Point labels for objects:

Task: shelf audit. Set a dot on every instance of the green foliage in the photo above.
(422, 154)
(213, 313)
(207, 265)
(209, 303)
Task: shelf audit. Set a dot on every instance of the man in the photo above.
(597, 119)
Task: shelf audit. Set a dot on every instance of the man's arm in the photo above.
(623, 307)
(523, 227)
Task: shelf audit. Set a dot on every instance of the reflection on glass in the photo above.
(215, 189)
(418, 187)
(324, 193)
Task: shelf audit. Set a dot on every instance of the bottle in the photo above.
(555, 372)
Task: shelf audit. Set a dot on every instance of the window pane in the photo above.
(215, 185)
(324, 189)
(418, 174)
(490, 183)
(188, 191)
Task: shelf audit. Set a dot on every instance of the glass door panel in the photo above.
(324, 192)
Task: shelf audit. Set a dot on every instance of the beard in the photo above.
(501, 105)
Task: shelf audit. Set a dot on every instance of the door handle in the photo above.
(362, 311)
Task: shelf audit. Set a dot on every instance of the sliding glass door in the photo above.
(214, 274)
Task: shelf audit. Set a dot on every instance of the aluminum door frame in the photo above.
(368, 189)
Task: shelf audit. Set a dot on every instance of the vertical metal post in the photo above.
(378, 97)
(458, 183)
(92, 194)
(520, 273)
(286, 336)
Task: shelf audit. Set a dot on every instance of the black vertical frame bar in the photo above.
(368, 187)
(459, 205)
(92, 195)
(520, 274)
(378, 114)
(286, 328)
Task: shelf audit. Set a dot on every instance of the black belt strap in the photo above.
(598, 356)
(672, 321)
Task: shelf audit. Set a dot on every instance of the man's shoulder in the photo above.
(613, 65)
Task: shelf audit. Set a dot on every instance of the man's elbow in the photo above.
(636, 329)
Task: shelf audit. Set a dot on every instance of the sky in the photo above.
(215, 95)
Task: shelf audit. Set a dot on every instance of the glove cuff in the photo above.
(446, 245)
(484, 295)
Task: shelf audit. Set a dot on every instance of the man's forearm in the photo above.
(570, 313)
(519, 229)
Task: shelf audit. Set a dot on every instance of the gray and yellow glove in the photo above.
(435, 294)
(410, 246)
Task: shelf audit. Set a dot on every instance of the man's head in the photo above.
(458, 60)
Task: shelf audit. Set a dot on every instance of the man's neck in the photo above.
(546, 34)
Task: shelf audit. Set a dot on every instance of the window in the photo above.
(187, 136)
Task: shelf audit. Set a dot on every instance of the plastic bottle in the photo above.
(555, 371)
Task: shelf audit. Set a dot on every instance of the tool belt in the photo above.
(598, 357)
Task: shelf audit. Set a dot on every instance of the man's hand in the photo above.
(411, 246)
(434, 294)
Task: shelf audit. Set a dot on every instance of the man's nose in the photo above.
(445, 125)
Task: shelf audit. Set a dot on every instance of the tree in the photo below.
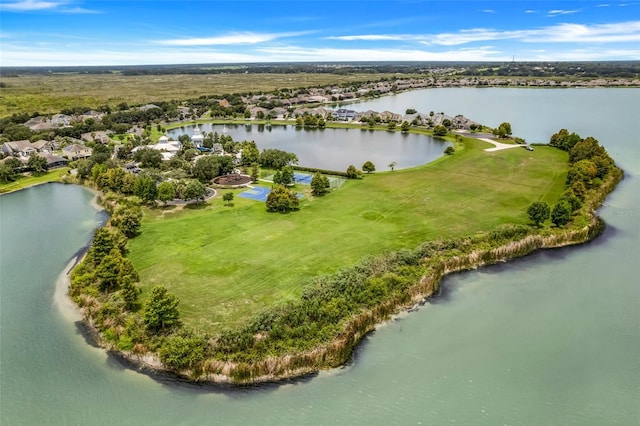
(287, 176)
(127, 219)
(255, 172)
(369, 167)
(166, 192)
(277, 159)
(503, 130)
(161, 310)
(108, 269)
(352, 172)
(104, 241)
(561, 213)
(7, 174)
(179, 352)
(586, 149)
(319, 184)
(280, 199)
(440, 130)
(145, 188)
(129, 292)
(538, 212)
(37, 164)
(228, 198)
(148, 158)
(194, 191)
(210, 166)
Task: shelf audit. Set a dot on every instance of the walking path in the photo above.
(178, 202)
(499, 145)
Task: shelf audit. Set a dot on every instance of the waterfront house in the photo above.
(76, 151)
(44, 146)
(53, 161)
(98, 136)
(22, 148)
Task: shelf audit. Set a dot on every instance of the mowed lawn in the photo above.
(226, 263)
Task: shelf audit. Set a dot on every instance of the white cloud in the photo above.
(560, 33)
(30, 5)
(380, 37)
(37, 55)
(292, 54)
(43, 6)
(229, 39)
(558, 12)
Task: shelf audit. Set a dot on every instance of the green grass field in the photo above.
(26, 181)
(226, 263)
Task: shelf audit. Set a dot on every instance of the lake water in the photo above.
(335, 149)
(550, 339)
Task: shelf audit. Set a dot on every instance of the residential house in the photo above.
(279, 113)
(76, 151)
(99, 136)
(39, 123)
(61, 120)
(22, 148)
(53, 161)
(257, 112)
(316, 99)
(390, 116)
(95, 115)
(343, 114)
(147, 107)
(44, 146)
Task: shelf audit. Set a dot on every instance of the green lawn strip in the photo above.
(27, 181)
(227, 263)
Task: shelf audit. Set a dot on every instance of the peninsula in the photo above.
(225, 291)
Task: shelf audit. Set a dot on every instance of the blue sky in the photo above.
(132, 32)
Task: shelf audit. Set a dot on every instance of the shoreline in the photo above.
(339, 352)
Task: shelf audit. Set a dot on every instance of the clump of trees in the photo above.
(282, 200)
(369, 167)
(538, 212)
(503, 130)
(353, 173)
(319, 184)
(589, 165)
(285, 176)
(277, 159)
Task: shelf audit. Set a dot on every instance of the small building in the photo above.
(53, 161)
(44, 146)
(76, 151)
(343, 114)
(197, 138)
(99, 136)
(22, 148)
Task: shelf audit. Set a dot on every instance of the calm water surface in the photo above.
(335, 149)
(550, 339)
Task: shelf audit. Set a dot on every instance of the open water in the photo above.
(335, 149)
(552, 339)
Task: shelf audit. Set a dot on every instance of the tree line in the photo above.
(589, 165)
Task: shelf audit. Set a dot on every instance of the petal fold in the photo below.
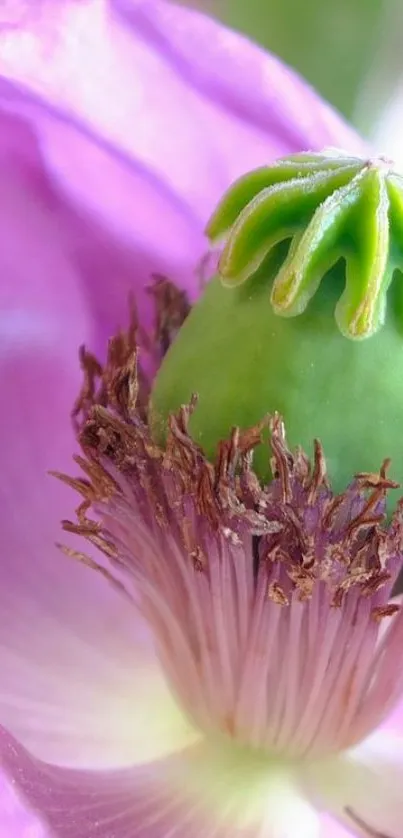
(193, 793)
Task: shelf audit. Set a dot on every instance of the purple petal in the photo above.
(193, 102)
(72, 653)
(188, 795)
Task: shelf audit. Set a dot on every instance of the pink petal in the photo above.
(201, 106)
(15, 820)
(112, 244)
(177, 796)
(72, 653)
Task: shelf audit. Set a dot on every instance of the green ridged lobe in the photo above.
(293, 321)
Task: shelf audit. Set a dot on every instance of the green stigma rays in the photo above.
(328, 206)
(267, 334)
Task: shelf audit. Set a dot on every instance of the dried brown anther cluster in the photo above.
(306, 535)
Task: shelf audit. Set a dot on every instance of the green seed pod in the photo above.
(303, 318)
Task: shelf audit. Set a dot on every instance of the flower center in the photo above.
(269, 604)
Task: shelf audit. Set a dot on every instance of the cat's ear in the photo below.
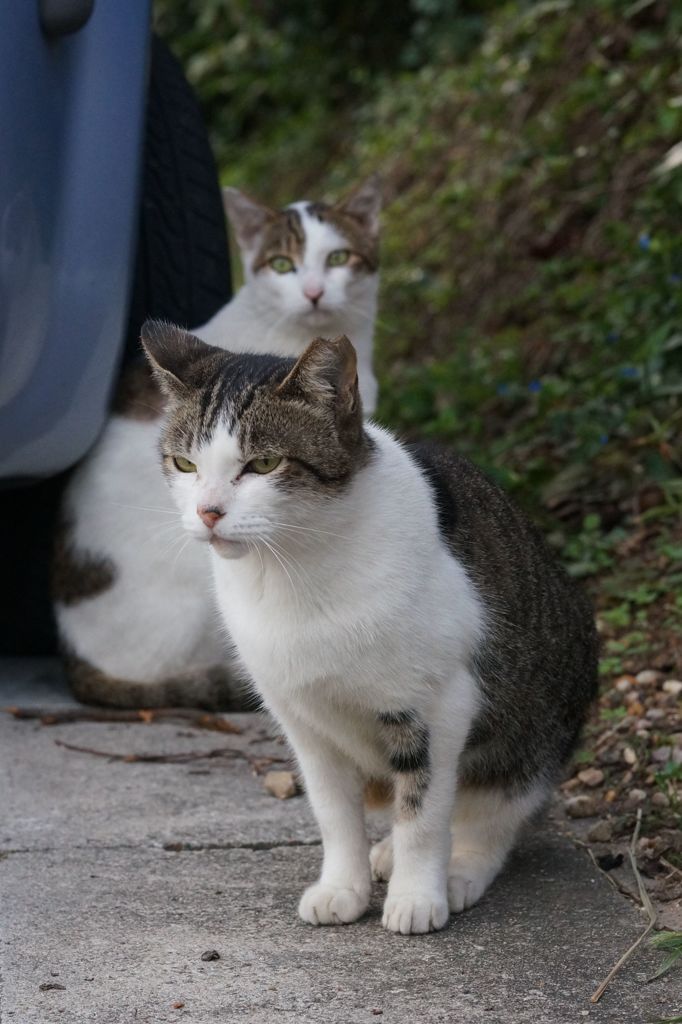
(248, 217)
(364, 204)
(326, 372)
(175, 356)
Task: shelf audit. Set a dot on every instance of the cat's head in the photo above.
(254, 445)
(309, 261)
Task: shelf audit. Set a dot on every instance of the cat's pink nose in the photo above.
(209, 514)
(314, 293)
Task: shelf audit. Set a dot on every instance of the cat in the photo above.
(137, 628)
(397, 614)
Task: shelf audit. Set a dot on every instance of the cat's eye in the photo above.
(183, 464)
(338, 258)
(282, 264)
(264, 465)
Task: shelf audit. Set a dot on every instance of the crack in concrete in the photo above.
(169, 847)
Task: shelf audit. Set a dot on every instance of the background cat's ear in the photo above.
(175, 355)
(326, 372)
(248, 217)
(365, 204)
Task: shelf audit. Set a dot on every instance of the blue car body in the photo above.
(72, 130)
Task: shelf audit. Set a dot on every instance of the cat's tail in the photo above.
(212, 687)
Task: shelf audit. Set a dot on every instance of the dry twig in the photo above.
(184, 757)
(646, 903)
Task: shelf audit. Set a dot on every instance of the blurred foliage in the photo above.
(531, 296)
(269, 70)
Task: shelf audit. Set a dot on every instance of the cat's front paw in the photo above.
(325, 904)
(469, 876)
(416, 912)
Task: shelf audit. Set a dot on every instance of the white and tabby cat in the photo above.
(136, 624)
(397, 614)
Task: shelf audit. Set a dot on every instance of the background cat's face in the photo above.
(310, 261)
(255, 445)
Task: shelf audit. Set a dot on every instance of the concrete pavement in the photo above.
(116, 877)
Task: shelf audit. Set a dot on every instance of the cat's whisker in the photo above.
(179, 552)
(279, 559)
(307, 529)
(146, 508)
(293, 563)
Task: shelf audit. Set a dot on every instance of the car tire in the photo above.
(181, 274)
(182, 263)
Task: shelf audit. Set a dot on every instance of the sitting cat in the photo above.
(396, 612)
(137, 626)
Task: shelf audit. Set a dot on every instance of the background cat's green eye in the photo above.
(338, 258)
(265, 465)
(282, 264)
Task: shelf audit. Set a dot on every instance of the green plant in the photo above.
(669, 943)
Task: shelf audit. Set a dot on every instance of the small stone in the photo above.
(581, 807)
(602, 832)
(591, 776)
(281, 783)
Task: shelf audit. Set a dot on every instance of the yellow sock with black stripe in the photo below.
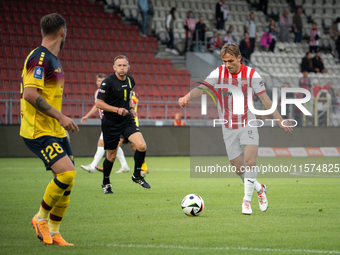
(54, 191)
(59, 209)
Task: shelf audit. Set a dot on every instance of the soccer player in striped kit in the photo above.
(100, 153)
(43, 126)
(241, 140)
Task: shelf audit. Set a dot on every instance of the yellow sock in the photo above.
(59, 209)
(144, 167)
(54, 191)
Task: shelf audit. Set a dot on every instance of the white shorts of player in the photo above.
(235, 139)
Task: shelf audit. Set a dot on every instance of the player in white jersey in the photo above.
(100, 146)
(241, 139)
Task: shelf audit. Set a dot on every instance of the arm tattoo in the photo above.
(42, 104)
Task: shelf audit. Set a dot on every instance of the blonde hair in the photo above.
(121, 57)
(231, 48)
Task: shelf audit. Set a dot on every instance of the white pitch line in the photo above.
(162, 246)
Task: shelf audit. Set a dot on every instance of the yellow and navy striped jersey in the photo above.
(43, 71)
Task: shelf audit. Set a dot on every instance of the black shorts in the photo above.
(112, 131)
(50, 149)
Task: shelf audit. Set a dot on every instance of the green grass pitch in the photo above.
(303, 215)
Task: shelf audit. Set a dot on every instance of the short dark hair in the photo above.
(100, 75)
(121, 57)
(52, 23)
(231, 48)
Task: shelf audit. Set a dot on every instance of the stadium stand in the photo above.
(95, 37)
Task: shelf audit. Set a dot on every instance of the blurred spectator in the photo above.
(245, 49)
(316, 87)
(199, 35)
(263, 6)
(318, 62)
(337, 108)
(336, 115)
(151, 13)
(227, 38)
(335, 34)
(216, 41)
(314, 38)
(233, 36)
(304, 82)
(169, 24)
(266, 40)
(250, 27)
(307, 64)
(271, 29)
(143, 9)
(290, 107)
(332, 92)
(297, 25)
(189, 26)
(285, 26)
(221, 14)
(178, 120)
(323, 104)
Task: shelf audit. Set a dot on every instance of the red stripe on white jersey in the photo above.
(243, 80)
(95, 99)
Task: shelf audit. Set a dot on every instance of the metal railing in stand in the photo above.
(199, 43)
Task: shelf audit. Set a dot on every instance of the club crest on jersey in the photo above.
(58, 70)
(38, 72)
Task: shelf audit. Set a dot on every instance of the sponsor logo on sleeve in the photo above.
(38, 72)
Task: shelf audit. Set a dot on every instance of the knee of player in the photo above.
(142, 147)
(66, 177)
(111, 156)
(250, 162)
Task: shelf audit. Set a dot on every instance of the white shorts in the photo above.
(235, 139)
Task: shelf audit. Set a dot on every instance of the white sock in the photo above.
(98, 156)
(121, 157)
(249, 184)
(257, 187)
(241, 176)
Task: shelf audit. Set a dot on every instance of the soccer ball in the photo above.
(192, 205)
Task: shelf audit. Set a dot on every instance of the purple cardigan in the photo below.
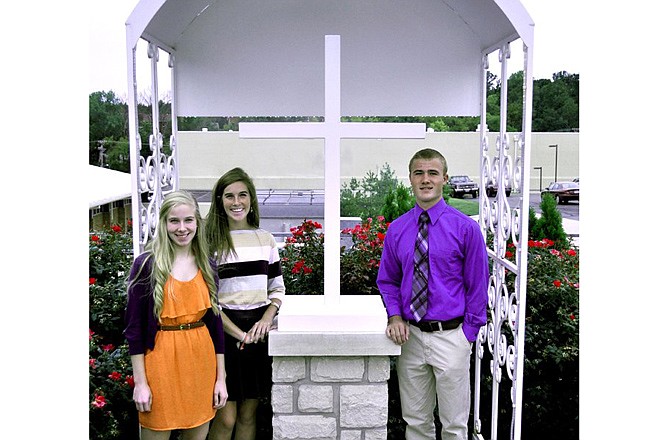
(141, 324)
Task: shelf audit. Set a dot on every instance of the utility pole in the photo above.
(555, 162)
(539, 168)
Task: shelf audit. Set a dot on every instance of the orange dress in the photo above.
(181, 369)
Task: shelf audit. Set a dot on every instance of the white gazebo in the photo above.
(329, 59)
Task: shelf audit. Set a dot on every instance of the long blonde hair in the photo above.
(162, 249)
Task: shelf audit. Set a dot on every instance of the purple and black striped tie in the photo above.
(419, 303)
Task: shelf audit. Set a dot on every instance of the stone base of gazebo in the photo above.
(331, 384)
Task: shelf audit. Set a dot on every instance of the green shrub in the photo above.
(302, 260)
(551, 368)
(359, 264)
(112, 413)
(397, 202)
(550, 225)
(365, 198)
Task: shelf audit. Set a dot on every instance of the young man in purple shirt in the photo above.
(436, 347)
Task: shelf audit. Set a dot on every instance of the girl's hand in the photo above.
(142, 397)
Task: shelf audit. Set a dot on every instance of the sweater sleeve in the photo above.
(137, 304)
(212, 321)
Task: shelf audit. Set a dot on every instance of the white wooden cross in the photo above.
(332, 130)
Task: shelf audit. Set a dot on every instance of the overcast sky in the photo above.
(557, 45)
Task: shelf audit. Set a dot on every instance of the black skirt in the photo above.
(248, 371)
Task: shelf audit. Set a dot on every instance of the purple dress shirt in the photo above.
(459, 270)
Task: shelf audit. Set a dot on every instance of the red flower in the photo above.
(99, 401)
(297, 267)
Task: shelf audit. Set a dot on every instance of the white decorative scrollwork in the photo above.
(157, 173)
(500, 342)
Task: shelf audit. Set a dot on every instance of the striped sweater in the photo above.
(251, 276)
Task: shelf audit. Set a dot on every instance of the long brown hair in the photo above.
(217, 227)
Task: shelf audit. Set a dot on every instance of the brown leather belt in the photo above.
(188, 326)
(436, 326)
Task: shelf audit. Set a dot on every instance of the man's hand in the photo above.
(397, 330)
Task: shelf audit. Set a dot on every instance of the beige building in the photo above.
(109, 200)
(298, 163)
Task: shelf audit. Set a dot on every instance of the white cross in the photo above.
(332, 130)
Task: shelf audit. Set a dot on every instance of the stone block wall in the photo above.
(330, 397)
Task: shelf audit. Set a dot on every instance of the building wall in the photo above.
(324, 397)
(298, 163)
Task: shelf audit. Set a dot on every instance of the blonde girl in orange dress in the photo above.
(174, 329)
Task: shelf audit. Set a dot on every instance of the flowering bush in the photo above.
(112, 413)
(551, 345)
(302, 258)
(359, 264)
(551, 369)
(551, 375)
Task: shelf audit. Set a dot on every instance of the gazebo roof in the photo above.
(106, 186)
(265, 58)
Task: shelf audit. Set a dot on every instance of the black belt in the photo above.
(188, 326)
(436, 326)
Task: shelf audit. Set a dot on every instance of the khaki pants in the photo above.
(435, 364)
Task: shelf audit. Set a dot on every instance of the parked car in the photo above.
(563, 191)
(492, 190)
(461, 185)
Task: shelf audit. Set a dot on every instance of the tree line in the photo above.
(555, 108)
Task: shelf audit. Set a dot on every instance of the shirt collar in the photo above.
(434, 211)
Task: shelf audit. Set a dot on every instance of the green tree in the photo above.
(555, 102)
(397, 202)
(107, 123)
(365, 198)
(550, 225)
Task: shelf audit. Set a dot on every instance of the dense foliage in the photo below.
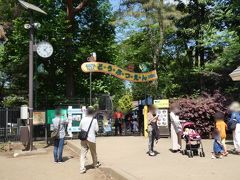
(201, 110)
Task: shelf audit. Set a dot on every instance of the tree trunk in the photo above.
(161, 32)
(71, 12)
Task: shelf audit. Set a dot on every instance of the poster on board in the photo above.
(163, 117)
(39, 117)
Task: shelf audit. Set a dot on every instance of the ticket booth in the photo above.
(163, 112)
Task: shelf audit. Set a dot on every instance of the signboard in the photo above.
(74, 118)
(118, 72)
(51, 115)
(162, 103)
(163, 117)
(39, 117)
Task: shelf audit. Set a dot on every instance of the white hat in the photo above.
(234, 107)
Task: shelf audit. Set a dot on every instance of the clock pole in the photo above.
(30, 98)
(31, 26)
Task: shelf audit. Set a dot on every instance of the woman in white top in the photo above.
(90, 143)
(176, 129)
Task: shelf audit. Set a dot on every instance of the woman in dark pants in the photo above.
(58, 143)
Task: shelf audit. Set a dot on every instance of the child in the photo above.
(221, 126)
(218, 149)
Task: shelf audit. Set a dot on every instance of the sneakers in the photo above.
(82, 171)
(151, 153)
(97, 165)
(213, 157)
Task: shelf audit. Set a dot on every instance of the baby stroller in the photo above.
(193, 141)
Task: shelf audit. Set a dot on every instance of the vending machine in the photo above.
(162, 106)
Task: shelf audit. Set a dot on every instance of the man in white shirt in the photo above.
(90, 143)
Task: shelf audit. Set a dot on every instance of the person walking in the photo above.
(221, 126)
(234, 125)
(152, 129)
(58, 124)
(89, 124)
(176, 129)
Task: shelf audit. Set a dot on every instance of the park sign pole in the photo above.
(31, 8)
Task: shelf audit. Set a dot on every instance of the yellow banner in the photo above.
(162, 103)
(118, 72)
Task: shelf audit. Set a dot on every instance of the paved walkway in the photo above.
(41, 167)
(127, 156)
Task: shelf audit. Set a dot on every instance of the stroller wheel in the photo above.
(192, 154)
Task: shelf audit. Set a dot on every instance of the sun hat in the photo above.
(234, 107)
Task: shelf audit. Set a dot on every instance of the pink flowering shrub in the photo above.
(201, 110)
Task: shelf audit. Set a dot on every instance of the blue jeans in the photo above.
(58, 149)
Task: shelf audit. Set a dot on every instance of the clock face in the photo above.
(44, 49)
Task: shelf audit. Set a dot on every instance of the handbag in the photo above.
(55, 133)
(83, 135)
(233, 124)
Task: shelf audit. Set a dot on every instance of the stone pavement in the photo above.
(41, 167)
(127, 156)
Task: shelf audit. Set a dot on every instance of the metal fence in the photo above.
(9, 124)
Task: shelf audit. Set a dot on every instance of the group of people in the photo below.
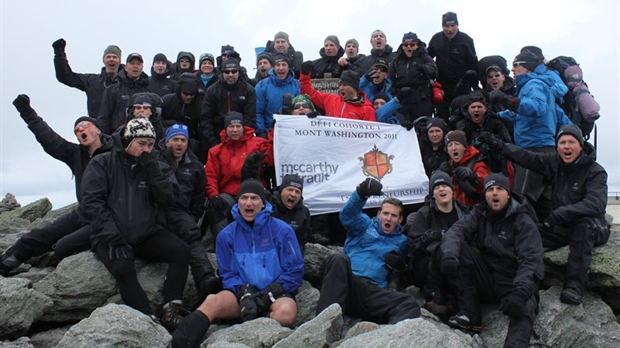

■ **Job**: Report every line of the listing above that contains the word "dress", treating uppercase and lowercase as different.

■ **Written answer**:
Task: shelf audit. Set a dot on every instance of the orange dress in the photo above.
Task: shelf audit. Set a dot on every instance of the purple dress shirt in the photo above.
Task: shelf audit. Set a dot on every instance of the blonde girl in orange dress in the photo above.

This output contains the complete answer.